Stated exercise: Output the lines below exactly as they appear, beginning with the line that contains "Target = car side mirror" and continuing through the last line.

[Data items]
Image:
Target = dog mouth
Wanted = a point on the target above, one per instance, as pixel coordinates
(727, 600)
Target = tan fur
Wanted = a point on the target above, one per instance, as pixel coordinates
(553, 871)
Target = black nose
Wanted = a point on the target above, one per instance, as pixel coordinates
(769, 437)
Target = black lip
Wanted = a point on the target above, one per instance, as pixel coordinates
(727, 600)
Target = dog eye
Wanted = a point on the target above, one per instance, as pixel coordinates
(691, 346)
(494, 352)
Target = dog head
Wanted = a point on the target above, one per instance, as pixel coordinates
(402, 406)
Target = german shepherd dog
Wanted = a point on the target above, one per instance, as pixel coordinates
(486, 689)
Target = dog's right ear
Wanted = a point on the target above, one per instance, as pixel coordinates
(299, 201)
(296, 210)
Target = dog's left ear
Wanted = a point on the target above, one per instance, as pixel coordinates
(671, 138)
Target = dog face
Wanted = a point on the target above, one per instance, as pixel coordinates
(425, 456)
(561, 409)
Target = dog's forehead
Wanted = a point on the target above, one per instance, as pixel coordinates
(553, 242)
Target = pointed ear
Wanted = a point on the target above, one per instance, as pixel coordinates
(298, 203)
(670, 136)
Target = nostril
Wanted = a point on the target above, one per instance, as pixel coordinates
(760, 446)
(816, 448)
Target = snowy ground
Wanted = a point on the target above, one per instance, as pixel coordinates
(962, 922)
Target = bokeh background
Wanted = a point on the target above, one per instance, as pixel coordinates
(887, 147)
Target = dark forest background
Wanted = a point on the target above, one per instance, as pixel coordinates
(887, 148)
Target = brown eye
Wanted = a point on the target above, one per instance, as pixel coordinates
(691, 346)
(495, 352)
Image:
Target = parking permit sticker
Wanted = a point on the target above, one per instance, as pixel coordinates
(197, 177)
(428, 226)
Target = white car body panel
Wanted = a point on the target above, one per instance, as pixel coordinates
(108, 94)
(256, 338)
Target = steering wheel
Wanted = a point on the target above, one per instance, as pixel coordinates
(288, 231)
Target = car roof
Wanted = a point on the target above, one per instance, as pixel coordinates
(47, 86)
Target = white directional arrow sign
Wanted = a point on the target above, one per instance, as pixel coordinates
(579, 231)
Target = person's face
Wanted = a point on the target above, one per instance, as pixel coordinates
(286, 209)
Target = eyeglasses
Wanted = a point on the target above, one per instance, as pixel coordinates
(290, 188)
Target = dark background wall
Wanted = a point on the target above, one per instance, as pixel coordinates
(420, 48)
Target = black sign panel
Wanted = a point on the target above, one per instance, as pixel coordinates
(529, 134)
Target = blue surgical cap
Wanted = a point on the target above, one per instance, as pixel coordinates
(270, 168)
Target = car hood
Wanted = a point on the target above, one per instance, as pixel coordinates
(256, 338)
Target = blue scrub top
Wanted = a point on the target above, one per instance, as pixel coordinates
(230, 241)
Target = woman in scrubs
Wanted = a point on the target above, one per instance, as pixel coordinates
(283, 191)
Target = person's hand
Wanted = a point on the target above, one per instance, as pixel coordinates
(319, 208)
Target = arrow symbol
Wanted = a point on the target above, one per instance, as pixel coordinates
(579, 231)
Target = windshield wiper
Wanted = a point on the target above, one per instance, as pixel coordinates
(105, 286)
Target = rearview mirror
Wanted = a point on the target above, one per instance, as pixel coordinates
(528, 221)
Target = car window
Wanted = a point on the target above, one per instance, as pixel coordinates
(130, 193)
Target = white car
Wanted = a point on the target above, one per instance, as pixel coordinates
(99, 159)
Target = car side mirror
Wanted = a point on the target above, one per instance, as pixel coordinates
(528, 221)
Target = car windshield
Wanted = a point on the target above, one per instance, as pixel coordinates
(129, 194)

Solution:
Target = car side mirror
Wanted = a point on the target above, one per instance, as pixel coordinates
(528, 221)
Target = car windshield
Wanted = a point on the target above, one per instance, as pixel coordinates
(129, 194)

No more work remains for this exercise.